*WHAT YOU WILL DO*:
Would you show every line from the records that holds "clicks"?

*EXTRACTED RECORDS*:
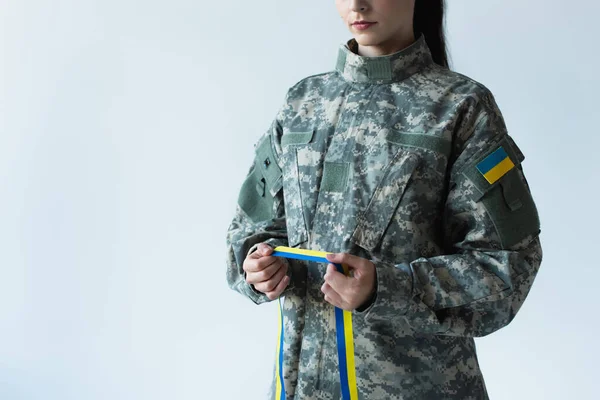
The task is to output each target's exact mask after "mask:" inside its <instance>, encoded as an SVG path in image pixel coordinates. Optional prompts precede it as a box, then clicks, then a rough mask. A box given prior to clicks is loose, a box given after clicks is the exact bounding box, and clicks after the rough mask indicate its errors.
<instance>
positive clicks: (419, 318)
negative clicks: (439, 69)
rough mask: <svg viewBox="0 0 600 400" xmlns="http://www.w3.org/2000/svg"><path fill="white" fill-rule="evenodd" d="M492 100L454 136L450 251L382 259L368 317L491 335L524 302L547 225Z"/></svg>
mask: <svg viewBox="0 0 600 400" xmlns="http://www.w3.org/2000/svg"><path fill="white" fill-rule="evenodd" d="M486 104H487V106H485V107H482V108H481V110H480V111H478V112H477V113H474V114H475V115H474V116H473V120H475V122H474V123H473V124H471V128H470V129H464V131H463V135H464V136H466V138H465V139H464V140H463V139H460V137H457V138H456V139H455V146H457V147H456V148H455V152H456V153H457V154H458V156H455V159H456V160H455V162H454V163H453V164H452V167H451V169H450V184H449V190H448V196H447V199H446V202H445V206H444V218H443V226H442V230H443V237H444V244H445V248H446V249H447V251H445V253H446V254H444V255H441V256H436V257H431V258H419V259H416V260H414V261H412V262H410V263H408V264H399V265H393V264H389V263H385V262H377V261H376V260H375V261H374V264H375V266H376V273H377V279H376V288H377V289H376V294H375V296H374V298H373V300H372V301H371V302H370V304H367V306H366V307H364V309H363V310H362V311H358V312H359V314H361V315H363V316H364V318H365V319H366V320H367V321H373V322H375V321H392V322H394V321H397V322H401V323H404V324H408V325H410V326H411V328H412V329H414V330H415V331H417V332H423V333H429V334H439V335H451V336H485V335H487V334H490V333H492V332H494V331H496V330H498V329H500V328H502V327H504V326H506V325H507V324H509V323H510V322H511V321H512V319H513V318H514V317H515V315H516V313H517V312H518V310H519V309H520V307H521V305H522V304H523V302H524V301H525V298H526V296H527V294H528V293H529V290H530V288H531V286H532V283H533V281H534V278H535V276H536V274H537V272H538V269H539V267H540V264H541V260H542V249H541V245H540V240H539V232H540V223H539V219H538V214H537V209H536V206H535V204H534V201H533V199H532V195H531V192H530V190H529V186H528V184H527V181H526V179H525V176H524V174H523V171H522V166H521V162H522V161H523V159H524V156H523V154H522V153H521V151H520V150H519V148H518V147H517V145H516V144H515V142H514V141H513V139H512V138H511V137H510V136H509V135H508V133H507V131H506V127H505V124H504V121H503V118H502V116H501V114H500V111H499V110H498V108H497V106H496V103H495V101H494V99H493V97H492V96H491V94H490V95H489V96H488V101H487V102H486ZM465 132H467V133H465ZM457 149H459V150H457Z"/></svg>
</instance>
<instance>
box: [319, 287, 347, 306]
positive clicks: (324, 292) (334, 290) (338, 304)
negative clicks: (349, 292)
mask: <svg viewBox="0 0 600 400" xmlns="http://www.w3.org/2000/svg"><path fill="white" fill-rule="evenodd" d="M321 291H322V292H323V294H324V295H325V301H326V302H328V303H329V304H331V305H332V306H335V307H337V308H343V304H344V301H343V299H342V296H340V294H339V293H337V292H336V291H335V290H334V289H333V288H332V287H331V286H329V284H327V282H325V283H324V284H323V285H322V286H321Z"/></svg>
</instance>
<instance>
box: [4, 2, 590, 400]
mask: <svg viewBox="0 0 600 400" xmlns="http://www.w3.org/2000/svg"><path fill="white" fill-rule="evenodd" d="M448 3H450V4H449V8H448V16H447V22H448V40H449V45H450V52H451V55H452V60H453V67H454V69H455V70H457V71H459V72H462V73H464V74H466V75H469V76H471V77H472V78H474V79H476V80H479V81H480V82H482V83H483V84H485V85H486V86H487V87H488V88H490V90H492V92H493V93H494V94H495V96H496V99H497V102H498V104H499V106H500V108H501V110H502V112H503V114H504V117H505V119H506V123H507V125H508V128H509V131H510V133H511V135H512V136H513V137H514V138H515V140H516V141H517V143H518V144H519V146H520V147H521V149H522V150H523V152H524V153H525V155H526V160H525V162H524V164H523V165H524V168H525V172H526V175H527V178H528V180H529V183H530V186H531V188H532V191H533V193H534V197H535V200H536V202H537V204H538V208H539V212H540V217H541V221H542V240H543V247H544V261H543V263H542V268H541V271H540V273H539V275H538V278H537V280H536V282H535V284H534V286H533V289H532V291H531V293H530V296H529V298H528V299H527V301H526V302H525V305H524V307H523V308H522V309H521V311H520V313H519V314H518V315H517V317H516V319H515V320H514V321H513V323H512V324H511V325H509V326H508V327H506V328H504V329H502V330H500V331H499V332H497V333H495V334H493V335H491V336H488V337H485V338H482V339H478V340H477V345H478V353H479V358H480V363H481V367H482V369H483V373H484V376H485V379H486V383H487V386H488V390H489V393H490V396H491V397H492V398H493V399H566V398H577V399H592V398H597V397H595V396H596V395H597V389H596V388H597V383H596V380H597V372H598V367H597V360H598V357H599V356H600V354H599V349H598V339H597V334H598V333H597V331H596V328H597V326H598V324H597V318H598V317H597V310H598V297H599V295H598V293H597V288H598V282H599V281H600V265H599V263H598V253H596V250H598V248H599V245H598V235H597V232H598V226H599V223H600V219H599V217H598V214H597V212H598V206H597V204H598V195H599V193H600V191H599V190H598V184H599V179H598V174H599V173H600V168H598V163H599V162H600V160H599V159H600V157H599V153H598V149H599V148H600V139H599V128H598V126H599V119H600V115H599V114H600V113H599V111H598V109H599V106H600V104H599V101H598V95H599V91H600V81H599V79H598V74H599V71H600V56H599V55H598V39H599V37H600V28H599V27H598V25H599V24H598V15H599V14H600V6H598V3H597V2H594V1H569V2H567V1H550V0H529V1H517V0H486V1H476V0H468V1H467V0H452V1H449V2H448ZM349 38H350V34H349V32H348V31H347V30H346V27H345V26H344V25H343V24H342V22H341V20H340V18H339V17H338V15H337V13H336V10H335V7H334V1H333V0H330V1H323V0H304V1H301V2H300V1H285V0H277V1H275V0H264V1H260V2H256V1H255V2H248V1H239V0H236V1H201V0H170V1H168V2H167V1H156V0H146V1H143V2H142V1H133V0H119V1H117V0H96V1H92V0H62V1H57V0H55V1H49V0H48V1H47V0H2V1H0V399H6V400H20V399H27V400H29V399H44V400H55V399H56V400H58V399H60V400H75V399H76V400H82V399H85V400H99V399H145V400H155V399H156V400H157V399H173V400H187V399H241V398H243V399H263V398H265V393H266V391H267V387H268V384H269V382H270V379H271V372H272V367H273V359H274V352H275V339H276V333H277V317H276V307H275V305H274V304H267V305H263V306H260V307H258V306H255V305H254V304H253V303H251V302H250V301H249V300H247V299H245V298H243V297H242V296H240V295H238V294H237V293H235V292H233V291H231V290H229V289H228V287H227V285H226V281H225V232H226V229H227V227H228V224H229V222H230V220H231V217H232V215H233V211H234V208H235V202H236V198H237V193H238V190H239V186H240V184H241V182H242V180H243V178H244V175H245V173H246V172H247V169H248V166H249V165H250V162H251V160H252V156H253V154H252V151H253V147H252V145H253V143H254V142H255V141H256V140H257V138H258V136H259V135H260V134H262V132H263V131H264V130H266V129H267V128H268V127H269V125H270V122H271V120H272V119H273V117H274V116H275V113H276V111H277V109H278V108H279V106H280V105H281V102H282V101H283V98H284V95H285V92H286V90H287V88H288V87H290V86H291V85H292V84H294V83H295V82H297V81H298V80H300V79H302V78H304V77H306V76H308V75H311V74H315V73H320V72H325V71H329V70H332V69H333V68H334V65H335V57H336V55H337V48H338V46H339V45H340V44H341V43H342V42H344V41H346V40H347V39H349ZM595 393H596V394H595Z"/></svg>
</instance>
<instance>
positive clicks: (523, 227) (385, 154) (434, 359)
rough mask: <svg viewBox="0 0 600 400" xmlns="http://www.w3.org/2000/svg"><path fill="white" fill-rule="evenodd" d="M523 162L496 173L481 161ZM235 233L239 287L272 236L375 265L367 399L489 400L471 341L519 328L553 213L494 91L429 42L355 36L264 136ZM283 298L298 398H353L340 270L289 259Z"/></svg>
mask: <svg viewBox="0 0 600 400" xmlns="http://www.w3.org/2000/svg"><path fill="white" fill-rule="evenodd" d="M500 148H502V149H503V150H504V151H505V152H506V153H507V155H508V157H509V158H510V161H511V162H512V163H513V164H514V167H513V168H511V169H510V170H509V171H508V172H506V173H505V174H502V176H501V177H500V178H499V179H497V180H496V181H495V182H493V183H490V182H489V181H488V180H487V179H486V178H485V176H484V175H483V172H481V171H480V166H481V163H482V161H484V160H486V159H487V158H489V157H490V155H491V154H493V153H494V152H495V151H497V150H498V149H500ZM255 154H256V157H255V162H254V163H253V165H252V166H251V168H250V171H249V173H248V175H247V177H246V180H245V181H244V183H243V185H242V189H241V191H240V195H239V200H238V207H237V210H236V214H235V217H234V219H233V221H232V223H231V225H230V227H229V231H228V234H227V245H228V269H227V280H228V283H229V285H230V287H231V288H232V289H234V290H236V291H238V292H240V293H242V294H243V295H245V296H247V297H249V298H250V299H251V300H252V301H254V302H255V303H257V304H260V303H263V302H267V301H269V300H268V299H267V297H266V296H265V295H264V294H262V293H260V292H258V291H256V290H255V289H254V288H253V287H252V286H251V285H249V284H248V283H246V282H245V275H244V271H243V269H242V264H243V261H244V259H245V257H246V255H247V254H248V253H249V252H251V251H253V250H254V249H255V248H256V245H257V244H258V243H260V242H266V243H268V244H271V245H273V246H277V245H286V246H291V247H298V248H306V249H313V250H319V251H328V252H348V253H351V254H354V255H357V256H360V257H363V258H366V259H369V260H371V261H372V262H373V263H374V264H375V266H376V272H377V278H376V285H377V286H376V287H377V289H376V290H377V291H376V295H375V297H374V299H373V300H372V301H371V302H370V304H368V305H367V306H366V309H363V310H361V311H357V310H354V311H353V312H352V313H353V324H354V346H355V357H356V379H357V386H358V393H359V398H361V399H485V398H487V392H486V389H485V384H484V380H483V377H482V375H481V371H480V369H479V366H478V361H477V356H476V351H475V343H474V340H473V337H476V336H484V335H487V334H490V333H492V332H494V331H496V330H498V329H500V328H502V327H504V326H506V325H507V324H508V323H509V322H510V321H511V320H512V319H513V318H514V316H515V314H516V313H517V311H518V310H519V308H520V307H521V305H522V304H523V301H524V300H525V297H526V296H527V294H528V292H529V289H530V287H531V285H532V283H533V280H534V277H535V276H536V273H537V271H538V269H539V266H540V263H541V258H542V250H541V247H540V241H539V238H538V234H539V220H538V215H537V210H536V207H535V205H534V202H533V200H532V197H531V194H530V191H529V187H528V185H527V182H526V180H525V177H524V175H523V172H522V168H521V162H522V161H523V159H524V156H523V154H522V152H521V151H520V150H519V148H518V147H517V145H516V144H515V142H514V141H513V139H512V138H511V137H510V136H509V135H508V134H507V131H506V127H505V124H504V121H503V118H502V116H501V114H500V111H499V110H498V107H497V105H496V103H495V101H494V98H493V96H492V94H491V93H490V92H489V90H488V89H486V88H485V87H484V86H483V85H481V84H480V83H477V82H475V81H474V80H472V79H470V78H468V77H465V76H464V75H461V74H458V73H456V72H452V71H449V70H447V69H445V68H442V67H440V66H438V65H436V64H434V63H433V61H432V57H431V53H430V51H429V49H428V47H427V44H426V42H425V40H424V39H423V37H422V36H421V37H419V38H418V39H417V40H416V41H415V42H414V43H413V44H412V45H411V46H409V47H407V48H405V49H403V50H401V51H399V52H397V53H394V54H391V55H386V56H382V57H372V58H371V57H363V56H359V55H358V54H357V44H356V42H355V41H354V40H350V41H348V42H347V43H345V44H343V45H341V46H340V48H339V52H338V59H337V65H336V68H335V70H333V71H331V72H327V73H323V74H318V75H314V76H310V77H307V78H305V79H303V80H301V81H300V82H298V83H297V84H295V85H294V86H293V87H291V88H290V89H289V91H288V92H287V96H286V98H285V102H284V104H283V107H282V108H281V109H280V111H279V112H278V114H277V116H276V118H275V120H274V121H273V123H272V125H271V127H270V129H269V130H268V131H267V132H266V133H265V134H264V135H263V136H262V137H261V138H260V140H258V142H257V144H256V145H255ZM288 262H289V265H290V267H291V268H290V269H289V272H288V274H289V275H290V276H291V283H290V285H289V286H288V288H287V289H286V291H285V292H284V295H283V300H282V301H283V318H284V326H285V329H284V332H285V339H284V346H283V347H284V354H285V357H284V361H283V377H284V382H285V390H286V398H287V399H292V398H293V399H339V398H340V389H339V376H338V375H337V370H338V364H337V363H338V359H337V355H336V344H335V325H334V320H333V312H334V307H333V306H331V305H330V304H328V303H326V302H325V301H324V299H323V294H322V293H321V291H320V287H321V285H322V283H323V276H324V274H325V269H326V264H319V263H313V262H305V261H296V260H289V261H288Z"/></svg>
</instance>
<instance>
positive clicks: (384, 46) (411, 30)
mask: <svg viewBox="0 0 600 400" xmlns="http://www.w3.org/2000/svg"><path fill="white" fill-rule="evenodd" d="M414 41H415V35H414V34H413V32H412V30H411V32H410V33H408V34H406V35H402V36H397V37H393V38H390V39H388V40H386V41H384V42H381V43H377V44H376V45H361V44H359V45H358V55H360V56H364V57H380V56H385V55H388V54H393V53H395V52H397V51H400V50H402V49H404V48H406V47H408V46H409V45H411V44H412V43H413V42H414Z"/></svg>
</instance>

*REPLY*:
The task is to output each target's exact mask after "mask:" inside its <instance>, encoded as an SVG path in image pixel coordinates. Optional prompts precede it as a box, then clicks, then a rough mask. A box given prior to clicks is loose, a box given after clicks is the exact bounding box, and clicks after the rough mask indicate its errors.
positive clicks: (419, 318)
negative clicks: (439, 69)
positive clicks: (324, 292) (334, 290) (338, 304)
negative clicks: (349, 292)
positive clicks: (523, 227) (385, 154) (434, 359)
positive clicks: (384, 46) (411, 30)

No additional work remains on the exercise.